**EXCERPTED TEXT:**
With the reassessment of the Federal Reserve's trajectory, emerging market currencies struggled. The JP Morgan Emerging Market Currency Index fell by about 0.75%. It was the fourth consecutive monthly decline and left it 4.2% lower on the year. The MSCI Emerging Market Currency Index eased by 0.55% and it is off about 2.5% below where it finished 2023. However, emerging market equities outperformed the high-income equity markets. The MSCI Emerging Markets Index rose by 0.25%, its third consecutive monthly advance. Through April, it is up a little more than 2% this year. The MSCI World Index of developed market equities fell nearly 3.9% in April, its biggest loss since last September. Still, it has risen by about 4.25% in the first four months of the year. The JP Morgan emerging market bond premium over Treasuries widened to about 300 bp from 287 bp at the end of March. It had finished 2023 near 319 bp. 

The US dollar's broad strength was reflected in Bannockburn's World Currency Index, which fell to new multi-year lows at the end of April. Its 1.1% decline was the fourth consecutive monthly loss and the largest in seven-month. The BWCI is a GDP-weighted basket of the currencies from the dozen largest economies, split evenly between high-income countries and emerging market economies. BWCI fell to new multiyear lows in early May and proceeded to recover (from 91.70 to 92.20) and looks poised to return to the April high near 93.00, and possibly the March high closer to 93.50. This is consistent with the consolidative phase for we anticipate for the dollar, which after a four-month rally, means a weaker dollar bias.

**WHAT THIS EXERCISE ASKS:**
1) Pick out every line of the rows that contains the string "Target", treating uppercase and lowercase as different.
2) Write the next part of the market commentary, starting after its final sentence.
The rows that follow are unrelated to the market commentary.

**RAW RECORDS:**
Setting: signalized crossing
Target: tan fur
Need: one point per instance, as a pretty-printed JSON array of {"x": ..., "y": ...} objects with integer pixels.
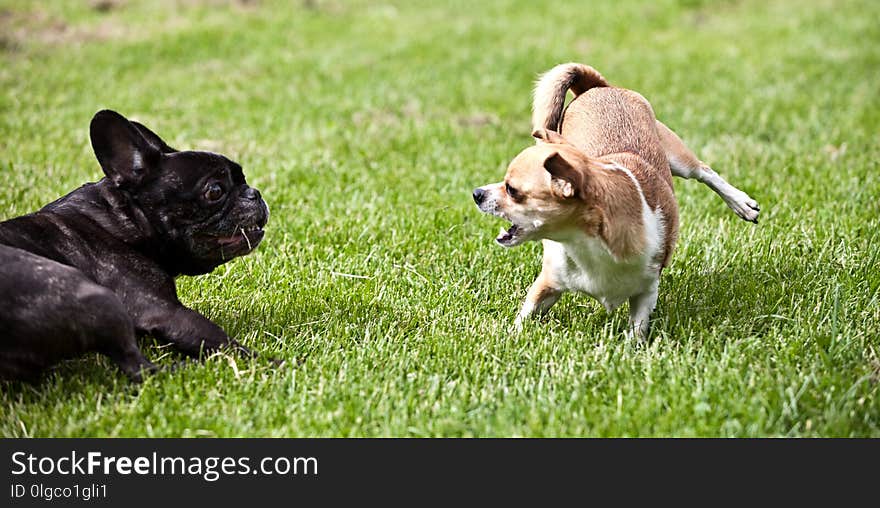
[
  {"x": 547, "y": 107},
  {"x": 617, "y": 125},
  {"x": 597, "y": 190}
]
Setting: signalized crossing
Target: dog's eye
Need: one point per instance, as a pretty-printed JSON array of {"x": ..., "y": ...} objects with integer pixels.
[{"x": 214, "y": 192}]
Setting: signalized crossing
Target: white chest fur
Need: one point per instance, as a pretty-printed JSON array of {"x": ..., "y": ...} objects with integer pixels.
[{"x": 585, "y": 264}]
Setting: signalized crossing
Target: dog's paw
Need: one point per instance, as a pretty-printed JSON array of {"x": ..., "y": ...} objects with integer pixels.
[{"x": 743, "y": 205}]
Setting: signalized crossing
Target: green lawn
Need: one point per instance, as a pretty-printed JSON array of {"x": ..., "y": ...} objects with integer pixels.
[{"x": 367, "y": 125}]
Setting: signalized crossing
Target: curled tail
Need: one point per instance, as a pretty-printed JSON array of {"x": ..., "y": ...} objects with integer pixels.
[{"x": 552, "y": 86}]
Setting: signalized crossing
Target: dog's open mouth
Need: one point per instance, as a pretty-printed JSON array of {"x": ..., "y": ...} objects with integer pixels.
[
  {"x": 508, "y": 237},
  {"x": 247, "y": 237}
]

...

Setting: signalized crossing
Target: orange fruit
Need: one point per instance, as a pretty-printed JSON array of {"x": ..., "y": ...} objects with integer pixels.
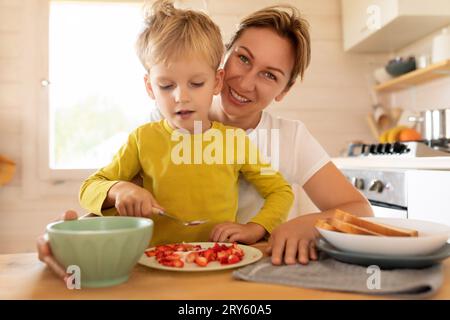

==

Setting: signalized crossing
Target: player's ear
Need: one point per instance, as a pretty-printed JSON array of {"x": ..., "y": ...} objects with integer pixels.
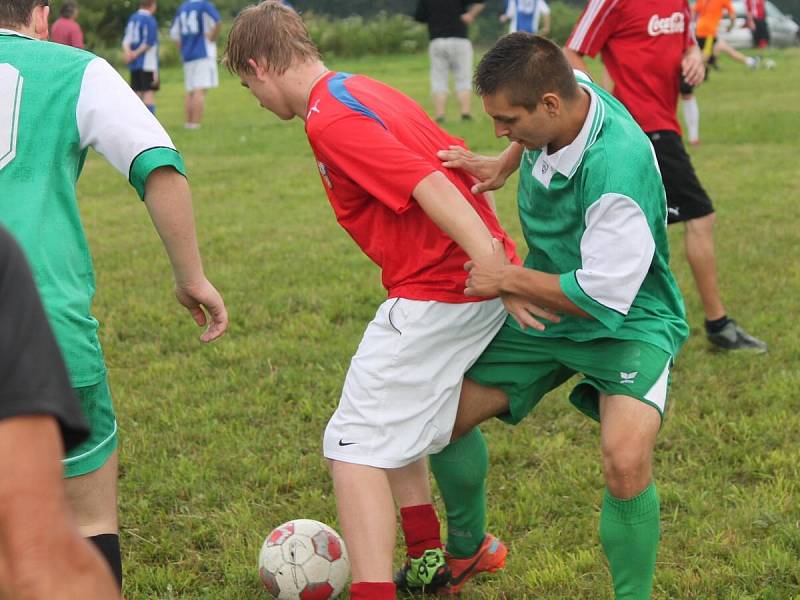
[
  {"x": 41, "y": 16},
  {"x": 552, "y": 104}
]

**TASK-BY-TASK OUTPUTS:**
1)
Target: tan fur
Target: dog's eye
Target: white chest fur
Target: dog's paw
Target: green lawn
Target: curled tail
Target: dog's open mouth
Target: orange fruit
Target: player's ear

2)
In April, the dollar rose against all the other members of BWCI but the Indian rupee, which was practically flat. After it, the Chinese yuan was the next best performer, losing about 0.25%. The Australian dollar was the strongest among the currencies of high-income countries, and it fell by about 0.75%. All the other currencies lost at least 1% against the dollar. The Japanese yen saw the biggest decline in April, falling by slightly more than 4%. Since the intervention it is risen by about 3.2%. While the yen's losses seem outsized, the Mexican peso and Brazilian real fell by a little less than 3.5% in April. Helped by an upgrade in Moody's outlook, which in part reflected progress on fiscal reforms, the Brazilian real rose by about 2.4% in early May. The peso rose a more modest 1%.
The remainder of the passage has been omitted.